| Excerpt to read |
[Start]

Step 2: The parameter τ (Table 6) could be substituted in Equation (2) to obtain the time required to achieve strength retention of 50%, 60%, 70%, and 80% at 23, 40, and 60 °C under different stress levels. Then, the Arrhenius relationships were obtained by plotting the natural logarithm of time (t) against the inverse of temperature (1/T), and the data were fit using Equation (4), as shown in Figure 13. The fitted Ea/R and correlation coefficient R² are presented in

Table 7. Coefficients of regression equations for Arrhenius plots.

Tensile Strength Retention (%)	0% Stress Level			20% Stress Level			40% Stress Level
	Ea/R	R2	Ea (KJ/mol)	Ea/R	R2	Ea (KJ/mol)	Ea/R	R2	Ea (KJ/mol)

[End]

| Extracted data |

[Start]

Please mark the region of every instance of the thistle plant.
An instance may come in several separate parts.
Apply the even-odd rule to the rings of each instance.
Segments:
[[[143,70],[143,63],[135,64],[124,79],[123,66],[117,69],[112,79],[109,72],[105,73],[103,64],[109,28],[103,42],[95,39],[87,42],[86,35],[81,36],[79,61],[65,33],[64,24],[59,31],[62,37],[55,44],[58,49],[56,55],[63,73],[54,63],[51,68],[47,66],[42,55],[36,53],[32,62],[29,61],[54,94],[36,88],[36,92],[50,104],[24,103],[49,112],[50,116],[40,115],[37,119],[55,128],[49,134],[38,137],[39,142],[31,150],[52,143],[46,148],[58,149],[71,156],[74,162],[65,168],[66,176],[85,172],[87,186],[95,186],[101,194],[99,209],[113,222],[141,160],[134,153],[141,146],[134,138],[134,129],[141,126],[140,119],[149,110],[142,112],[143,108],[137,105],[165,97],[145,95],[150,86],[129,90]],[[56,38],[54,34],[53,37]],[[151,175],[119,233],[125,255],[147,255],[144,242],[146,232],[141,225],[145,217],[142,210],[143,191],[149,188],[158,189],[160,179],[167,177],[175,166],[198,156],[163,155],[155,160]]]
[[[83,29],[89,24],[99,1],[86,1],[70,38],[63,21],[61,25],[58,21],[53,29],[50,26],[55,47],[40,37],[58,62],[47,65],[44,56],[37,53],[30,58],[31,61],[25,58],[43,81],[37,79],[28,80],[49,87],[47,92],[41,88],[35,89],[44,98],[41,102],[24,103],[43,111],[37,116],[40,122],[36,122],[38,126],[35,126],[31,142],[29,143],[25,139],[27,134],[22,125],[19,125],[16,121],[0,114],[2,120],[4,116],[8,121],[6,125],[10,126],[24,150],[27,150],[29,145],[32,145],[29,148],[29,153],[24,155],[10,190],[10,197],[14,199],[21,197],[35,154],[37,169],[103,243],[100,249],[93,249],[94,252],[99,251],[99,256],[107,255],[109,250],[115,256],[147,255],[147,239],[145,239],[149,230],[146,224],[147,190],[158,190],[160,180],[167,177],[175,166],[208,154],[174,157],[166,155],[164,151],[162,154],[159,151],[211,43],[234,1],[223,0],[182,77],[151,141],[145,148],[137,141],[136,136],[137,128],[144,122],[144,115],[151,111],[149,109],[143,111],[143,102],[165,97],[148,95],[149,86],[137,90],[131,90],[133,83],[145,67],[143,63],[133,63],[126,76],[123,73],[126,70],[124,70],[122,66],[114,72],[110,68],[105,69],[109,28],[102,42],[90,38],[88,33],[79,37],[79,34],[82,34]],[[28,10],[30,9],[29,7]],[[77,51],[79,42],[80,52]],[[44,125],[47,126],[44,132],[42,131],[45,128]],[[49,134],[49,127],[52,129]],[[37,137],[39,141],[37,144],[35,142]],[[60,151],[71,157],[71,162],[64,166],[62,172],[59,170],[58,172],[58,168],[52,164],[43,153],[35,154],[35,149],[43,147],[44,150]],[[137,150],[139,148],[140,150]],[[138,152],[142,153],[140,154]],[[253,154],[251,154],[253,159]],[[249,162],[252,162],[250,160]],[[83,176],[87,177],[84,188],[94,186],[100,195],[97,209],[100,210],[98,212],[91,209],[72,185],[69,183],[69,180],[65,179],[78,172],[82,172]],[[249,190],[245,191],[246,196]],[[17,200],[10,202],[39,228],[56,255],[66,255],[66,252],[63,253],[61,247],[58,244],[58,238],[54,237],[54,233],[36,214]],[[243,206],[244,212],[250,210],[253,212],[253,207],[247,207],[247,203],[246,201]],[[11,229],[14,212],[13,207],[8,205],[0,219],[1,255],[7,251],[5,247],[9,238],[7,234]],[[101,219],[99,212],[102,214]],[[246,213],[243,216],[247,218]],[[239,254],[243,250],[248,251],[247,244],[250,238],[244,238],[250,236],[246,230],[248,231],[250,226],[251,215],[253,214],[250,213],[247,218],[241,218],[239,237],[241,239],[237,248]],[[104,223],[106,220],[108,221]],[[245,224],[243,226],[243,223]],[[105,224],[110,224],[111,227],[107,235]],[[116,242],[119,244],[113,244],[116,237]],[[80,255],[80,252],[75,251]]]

[End]

| Task list |
1 - Answer these questions about the excerpt on Arrhenius plots for strength retention, one line each:
(a) At which temperatures was the time to reach each strength retention level obtained?
(b) What quantity was plotted against the inverse of temperature?
(c) Which stress levels head the columns of Table 7?
2 - Pick up the excerpt on Arrhenius plots for strength retention at the point where it stops, and continue it.

| Answers to each task |
1 -
(a) 23, 40, and 60 °C
(b) The natural logarithm of time (t)
(c) 0%, 20%, and 40% stress levels

2 -
50	3235	0.97	26.9	2680	0.99	22.3	2317	0.99	19.2
60	3235	0.97	26.9	2680	0.99	22.3	2317	0.99	19.2
70	3235	0.97	26.9	2680	0.99	22.3	2317	0.99	19.2
80	3237	0.97	26.9	2680	0.99	22.3	2317	0.99	19.2

. It was found that the correlation coefficients of all regression lines were close to 1, and the straight lines at different temperatures were parallel to each other. This indicates that the Arrhenius relationship can be used to describe the degradation rate of GFRP bars, as the degradation mechanism may not change with temperature and time during exposure in the range test.

Step 3: 20 °C was taken as a reference temperature and Equation (5) was used to calculate the AF values for other temperatures (23, 40, and 60 °C) based on the reference temperature of 20 °C. The obtained AF values are listed in

Table 8. Values for acceleration factors.

Temperature (°C)	0% Stress Level	20% Stress Level	40% Stress Level
23	0.894	0.912	0.923
40	1.809	1.635	1.529
60	3.364	2.733	2.385

.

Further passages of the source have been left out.